WORK REQUIRED:
In the Sim City post, where was the family's classic copy of the game bought, and for about how much?

EXCERPT:
+ + + +

Sim City (PC Game)
- Michael Randall
- Jun 2, 2020
- 4 min read
One of the biggest challenges during lockdown has been trying to find different/new things to do to keep yourself occupied. Most of the time, this has been watching films and TV series on streaming services, some of which you have seen before. I’m very slowly making my way through a book at the moment, as well. However, I have also found myself turning back towards (for want of a better way of saying this) ‘gaming’.
As an example, Pokémon Sword and Shield were released last year (I definitely bought the game before the December exams). I didn’t manage to get around to even opening it until around the beginning of April. And whilst it is enjoyable, and there is a little bit of a nostalgia factor there, it can get a bit repetitive. For me, there’s only the original 151 (the Pokémon Let’s Go Eevee/Pikachu as a remake of the original Gameboy games was absolutely glorious). You also can’t name your rival in the recent game (a clear fault) and the characters in the game are a little bit obsessed with curry, for some reason. There’s also one of the new Pokémon, which is basically a giant spider, and as a very bad arachnophobe, I don’t want to see it, I don’t want to catch it, stop randomly appearing and bumping into me. Of course I’m going to run away, not battle it.
However, I also recently bought myself a new laptop, and thought it worth investing in a game to play on there. Going down the nostalgia route, this got me back to thinking what I used to play on the old family PC, and I remembered that we used to have a version of Sim City (I think it was Sim City 3000), which we bought as a ‘classic game’ for about £5, I think, from Staples. That sentence alone has aged me.
For those unaware, you act as the mayor of a city (unelected), and from uninhabited land, try to build a functioning city, without having to have completed a city planning degree. I wasn’t particularly good at the game. I lost count of the number of times I tried to build a big city, and failed miserably – no one wanted to move in, so I couldn’t build anything. And the people who did move in were complaining about not building anything, and moved away – which fictional character really needs drinking water, and electricity, anyway?
However, when I switched to trying to build a smaller city, I managed to get one which worked fairly well. You’d get the occasional citizen coming forward suggesting introducing a tax on smoking, or trying to convince you that there should be a coal fired power station. You were able to introduce ‘natural disasters’, too, so a tornado, or an alien invasion could be used to cause some damage for you to repair.
And so I’ve now downloaded the most recent version of the game that I could find on the laptop. And wouldn’t you know it, so far, it’s gone OK. However, my god do you lose track of time when you are playing it – I put my pizza in the oven for 10 minutes, played the game a bit longer and, well, let’s just say it was charred, more than it was crispy, or another form of edible.

+ + + +

DATA EXTRACT:
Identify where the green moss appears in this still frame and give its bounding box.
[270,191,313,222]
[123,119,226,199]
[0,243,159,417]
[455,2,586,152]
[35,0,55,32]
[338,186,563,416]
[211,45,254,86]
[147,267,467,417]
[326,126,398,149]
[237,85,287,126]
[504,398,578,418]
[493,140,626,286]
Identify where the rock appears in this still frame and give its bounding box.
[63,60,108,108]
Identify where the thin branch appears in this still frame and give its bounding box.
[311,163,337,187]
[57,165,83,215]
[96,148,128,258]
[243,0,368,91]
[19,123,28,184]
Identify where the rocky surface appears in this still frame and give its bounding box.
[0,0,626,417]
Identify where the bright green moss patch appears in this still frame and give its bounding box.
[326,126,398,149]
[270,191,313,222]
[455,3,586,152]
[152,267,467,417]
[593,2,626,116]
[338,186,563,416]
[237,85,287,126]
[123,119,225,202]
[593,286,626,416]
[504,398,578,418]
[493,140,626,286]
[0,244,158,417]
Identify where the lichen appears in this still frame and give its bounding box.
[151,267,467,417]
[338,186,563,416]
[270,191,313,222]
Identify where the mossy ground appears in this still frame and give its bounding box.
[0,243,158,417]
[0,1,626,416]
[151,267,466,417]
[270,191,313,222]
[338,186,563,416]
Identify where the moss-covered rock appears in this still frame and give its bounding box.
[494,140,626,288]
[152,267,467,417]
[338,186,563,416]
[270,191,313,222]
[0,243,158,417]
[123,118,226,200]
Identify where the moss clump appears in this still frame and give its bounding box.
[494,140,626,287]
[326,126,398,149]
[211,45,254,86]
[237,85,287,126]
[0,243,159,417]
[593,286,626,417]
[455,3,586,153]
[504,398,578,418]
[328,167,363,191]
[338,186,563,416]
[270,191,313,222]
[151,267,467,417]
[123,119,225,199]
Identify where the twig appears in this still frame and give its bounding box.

+ + + +

ANSWER TO THIS EXERCISE:
From Staples, for about £5.